▶ 提示文
* * *
源氏物語&古典をはじめ、日常の生活に雅とユーモアと笑顔を贈ります🎁

【源氏物語586 第19帖 薄雲17】大井の山荘は風流に住みなされていた。明石は源氏が見るたびに美が完成されていくと思う容姿を持っていて、この人は貴女に何ほども劣るところがない。

大井の山荘は風流に住みなされていた。

建物も普通の形式離れのした雅味のある家なのである。

明石は源氏が見るたびに

美が完成されていくと思う容姿を持っていて、

この人は貴女《きじょ》に何ほども劣るところがない。

身分から常識的に想像すれば、

ありうべくもないことと思うであろうが、

それも世間と相いれない偏狭な親の性格などが

禍《わざわ》いしているだけで、

家柄などは決して悪くはないのであるから、

かくあるのが自然であるとも源氏は思っていた。
* * *
上に示した、大井の山荘と明石の姿を描く文章を、最後の一文に続けて書き継いでください。
* * *
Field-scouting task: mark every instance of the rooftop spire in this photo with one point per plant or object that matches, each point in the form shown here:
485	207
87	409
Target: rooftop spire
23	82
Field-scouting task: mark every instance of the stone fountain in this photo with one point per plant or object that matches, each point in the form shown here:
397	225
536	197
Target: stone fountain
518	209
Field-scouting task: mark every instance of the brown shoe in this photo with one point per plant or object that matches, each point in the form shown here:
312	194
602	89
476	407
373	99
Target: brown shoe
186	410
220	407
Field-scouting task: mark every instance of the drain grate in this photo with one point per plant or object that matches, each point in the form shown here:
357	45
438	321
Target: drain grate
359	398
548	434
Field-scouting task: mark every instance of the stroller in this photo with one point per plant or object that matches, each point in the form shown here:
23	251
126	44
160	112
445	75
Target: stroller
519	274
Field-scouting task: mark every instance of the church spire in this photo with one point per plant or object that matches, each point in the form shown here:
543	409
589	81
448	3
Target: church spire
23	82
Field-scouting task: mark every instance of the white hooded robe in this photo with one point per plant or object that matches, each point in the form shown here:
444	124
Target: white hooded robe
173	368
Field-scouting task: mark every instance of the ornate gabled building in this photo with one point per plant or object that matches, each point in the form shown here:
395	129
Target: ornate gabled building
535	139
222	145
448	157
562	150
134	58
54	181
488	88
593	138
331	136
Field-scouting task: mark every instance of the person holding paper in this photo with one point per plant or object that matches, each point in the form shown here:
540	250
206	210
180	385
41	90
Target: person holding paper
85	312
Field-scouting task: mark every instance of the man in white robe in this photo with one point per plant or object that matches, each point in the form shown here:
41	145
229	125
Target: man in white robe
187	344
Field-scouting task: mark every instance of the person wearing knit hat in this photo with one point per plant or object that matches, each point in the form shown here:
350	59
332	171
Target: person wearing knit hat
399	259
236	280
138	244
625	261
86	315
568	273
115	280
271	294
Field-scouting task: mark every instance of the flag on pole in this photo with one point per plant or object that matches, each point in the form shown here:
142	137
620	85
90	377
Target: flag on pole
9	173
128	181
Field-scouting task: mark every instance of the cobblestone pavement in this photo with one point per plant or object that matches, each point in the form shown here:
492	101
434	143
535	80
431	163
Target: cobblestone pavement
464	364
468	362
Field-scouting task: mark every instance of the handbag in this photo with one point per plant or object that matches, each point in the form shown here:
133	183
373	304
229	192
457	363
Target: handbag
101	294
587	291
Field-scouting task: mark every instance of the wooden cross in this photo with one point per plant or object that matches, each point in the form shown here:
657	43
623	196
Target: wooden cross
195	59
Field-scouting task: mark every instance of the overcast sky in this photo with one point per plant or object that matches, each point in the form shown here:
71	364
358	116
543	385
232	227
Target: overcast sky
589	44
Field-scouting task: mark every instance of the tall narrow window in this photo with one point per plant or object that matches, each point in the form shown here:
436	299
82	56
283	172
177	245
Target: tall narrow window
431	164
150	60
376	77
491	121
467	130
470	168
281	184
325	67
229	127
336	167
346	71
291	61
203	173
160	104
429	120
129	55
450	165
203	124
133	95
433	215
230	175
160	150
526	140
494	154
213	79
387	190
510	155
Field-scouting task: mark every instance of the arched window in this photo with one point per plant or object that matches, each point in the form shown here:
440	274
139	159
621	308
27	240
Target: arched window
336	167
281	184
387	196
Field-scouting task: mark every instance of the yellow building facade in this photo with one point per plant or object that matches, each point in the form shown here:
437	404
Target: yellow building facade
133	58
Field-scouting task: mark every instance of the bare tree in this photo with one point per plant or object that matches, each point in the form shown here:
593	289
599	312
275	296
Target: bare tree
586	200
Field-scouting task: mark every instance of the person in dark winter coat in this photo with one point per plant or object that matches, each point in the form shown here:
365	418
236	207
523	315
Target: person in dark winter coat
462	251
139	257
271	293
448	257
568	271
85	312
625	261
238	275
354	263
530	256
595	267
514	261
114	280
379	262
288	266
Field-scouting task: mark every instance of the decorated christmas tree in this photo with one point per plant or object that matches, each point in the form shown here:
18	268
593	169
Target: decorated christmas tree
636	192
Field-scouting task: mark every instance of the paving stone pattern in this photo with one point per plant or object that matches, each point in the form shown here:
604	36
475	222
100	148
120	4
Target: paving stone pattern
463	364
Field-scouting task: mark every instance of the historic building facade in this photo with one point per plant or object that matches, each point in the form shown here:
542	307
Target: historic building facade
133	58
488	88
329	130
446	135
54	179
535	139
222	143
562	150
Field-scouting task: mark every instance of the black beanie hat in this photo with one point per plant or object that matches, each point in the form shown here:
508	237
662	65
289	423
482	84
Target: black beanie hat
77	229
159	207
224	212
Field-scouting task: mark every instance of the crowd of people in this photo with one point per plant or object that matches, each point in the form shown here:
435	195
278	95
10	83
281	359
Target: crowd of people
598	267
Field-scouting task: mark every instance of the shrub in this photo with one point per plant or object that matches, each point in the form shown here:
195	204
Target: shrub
* * *
▶ 記述回答
逢っている時が短くて、

すぐに帰邸を思わねばならぬことを苦しがって、

「夢のわたりの浮き橋か」

(うち渡しつつ物をこそ思へ)と源氏は歎かれて、

十三絃の出ていたのを引き寄せ、

明石の秋の深夜に聞いた

上手な琵琶《びわ》の音《ね》もおもい出されるので、

自身はそれを弾《ひ》きながら、女にもぜひ弾けと勧めた。

明石は少し合わせて弾いた。

なぜこうまでりっぱなことばかりのできる女であろうと

源氏は思った。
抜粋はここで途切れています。